= What the task asks =
Write out, exactly and in full, the records given below, but not their pictures.

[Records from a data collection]

──────────

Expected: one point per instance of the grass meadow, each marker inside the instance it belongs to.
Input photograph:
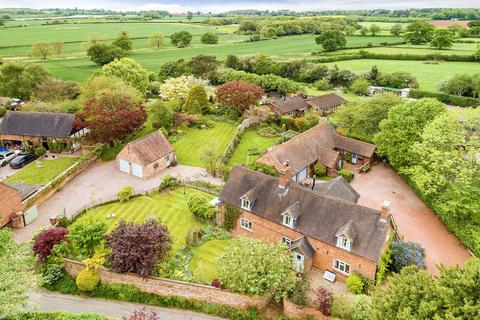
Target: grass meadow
(428, 75)
(169, 207)
(251, 140)
(193, 142)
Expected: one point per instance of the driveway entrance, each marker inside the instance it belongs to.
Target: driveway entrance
(415, 221)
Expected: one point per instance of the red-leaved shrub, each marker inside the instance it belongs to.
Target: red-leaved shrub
(323, 300)
(45, 241)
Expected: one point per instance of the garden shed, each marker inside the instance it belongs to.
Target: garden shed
(146, 156)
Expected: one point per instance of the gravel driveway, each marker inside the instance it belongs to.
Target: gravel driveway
(415, 221)
(97, 184)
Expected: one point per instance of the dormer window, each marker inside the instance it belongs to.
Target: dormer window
(288, 221)
(247, 205)
(346, 235)
(344, 242)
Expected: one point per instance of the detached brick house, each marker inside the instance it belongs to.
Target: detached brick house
(323, 231)
(321, 144)
(298, 105)
(146, 156)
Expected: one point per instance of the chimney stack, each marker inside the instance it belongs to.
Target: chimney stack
(285, 175)
(385, 211)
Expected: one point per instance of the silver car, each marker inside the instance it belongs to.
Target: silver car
(7, 156)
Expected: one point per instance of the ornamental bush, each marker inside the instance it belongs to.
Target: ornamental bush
(355, 284)
(87, 279)
(406, 254)
(125, 194)
(346, 174)
(40, 151)
(320, 170)
(199, 206)
(45, 241)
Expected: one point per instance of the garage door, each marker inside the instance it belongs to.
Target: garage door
(124, 166)
(302, 175)
(137, 170)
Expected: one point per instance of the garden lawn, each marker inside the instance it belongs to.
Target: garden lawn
(31, 174)
(251, 140)
(170, 207)
(204, 261)
(428, 75)
(191, 144)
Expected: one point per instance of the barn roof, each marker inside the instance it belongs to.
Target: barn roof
(150, 148)
(37, 124)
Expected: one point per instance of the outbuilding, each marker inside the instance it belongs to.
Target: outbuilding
(146, 156)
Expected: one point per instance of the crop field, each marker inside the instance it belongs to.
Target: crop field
(428, 75)
(79, 69)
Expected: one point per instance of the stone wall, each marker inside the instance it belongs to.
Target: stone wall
(292, 310)
(168, 287)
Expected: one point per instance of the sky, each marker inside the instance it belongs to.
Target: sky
(222, 5)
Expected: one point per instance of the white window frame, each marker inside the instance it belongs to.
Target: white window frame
(288, 221)
(245, 204)
(287, 240)
(344, 242)
(341, 266)
(246, 224)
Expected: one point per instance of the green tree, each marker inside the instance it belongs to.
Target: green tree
(17, 274)
(331, 40)
(99, 85)
(419, 32)
(19, 80)
(162, 116)
(409, 295)
(374, 29)
(87, 236)
(197, 100)
(442, 38)
(41, 49)
(256, 267)
(102, 54)
(360, 86)
(130, 71)
(124, 42)
(209, 38)
(156, 39)
(396, 30)
(403, 127)
(361, 118)
(58, 47)
(181, 39)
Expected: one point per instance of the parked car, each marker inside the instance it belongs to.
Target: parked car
(22, 160)
(7, 156)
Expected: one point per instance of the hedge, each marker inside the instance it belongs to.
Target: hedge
(362, 54)
(129, 293)
(446, 98)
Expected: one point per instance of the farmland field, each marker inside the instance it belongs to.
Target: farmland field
(79, 69)
(428, 75)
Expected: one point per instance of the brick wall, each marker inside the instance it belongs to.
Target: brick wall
(324, 253)
(10, 201)
(167, 287)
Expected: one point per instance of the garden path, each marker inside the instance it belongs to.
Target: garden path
(97, 184)
(45, 301)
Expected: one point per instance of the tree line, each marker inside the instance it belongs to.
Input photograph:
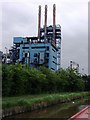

──────────

= Task solution =
Expected: one point per instance of the grass meadow, each marker inside the instance it belongs to.
Input photograph:
Target: grass meadow
(428, 75)
(169, 207)
(251, 140)
(193, 142)
Expected: one point per instance of the driveway entrance, each marker inside the instance it belongs to.
Target: driveway entrance
(415, 221)
Expected: one point per instance of the red-leaved shrub, each marker inside the instance it belongs to.
Target: red-leaved shrub
(323, 300)
(45, 241)
Expected: one point per instance of the garden shed, each marker inside the instance it belongs to.
Target: garden shed
(146, 156)
Expected: one point per instance of the gravel driveway, each marker inside the instance it belongs to.
Target: gravel driveway
(415, 221)
(97, 184)
Expected: one point per instance of the dormer window, each marker inside the instance it belongs to.
Target: dormer window
(288, 221)
(247, 205)
(346, 235)
(344, 242)
Expected: one point per instance of the detached brick house, each marker inside the instance it belongs to.
Target: detached brick house
(323, 231)
(321, 144)
(298, 105)
(146, 156)
Expected: one point per instance of the chimney stack, each marker inside the instance it belongs to.
Target: chimney stack
(285, 175)
(385, 211)
Expected: one point per instance of the silver car, each marker inside the instance it belongs to.
Target: silver car
(7, 156)
Expected: one point per instance of the ornamental bush, each marker inside the instance it belongs to.
Target: ornamental bush
(355, 284)
(87, 279)
(406, 254)
(125, 194)
(346, 174)
(40, 151)
(320, 170)
(199, 206)
(45, 241)
Expected: one point per instance of the garage door, each marker inside the instance it belongs to.
Target: garage door
(124, 166)
(302, 175)
(137, 170)
Expected: one point per instance of the garden lawn, each marker inside the instance it belongs to.
Target: garden lawn
(31, 174)
(251, 140)
(170, 207)
(204, 261)
(428, 75)
(191, 144)
Expected: one point per instance of the barn roof, each marker inside the instance it belongs to.
Target: barn roof
(150, 148)
(37, 124)
Expected: one point per instance of the outbuilding, each marker inside the instance it belongs to.
Target: outbuilding
(146, 156)
Expected: one point per instance of the crop field, each marker inside the instance it belongs to.
Target: crop field
(428, 75)
(79, 69)
Expected: one point per instance of the stone wall, each marker inside the instance it belongs to.
Target: stone wall
(292, 310)
(168, 287)
Expected: one point per instance of the sky, each marker inside the instance it belongs to.
Target: sky
(222, 5)
Expected: one point per instance of the white window frame, each marker inside the instance it belongs to.
Target: white window frame
(288, 221)
(245, 204)
(287, 240)
(344, 242)
(341, 266)
(246, 224)
Expected: one point per instance of the green tree, each marker inside the instance it belongs to.
Target: green tree
(17, 274)
(331, 40)
(99, 85)
(419, 32)
(19, 80)
(162, 116)
(409, 295)
(374, 29)
(87, 236)
(197, 100)
(442, 38)
(41, 49)
(256, 267)
(102, 54)
(360, 86)
(130, 71)
(124, 42)
(209, 38)
(156, 39)
(396, 30)
(403, 127)
(361, 118)
(58, 47)
(181, 39)
Expected: one point per instance of the parked car, each marker inside the instance it belongs to.
Target: parked car
(22, 160)
(7, 156)
Expected: one point per instance of the hedge, each marker inside the instance it belongs to.
Target: hedge
(362, 54)
(129, 293)
(446, 98)
Expected: one point per instance of the farmland field, each marker inside the instance it belongs to.
Target: farmland field
(79, 69)
(428, 75)
Expected: one point per instance of the brick wall, each marker inside the instance it belongs to.
Target: brick wall
(324, 253)
(10, 201)
(167, 287)
Expected: one point per instance of the garden path, each marker inside the instance it belongs to.
Target: garden path
(97, 184)
(45, 301)
Expected: one point per instance of the tree line, each marker inside the instance it belongs to.
Input photograph:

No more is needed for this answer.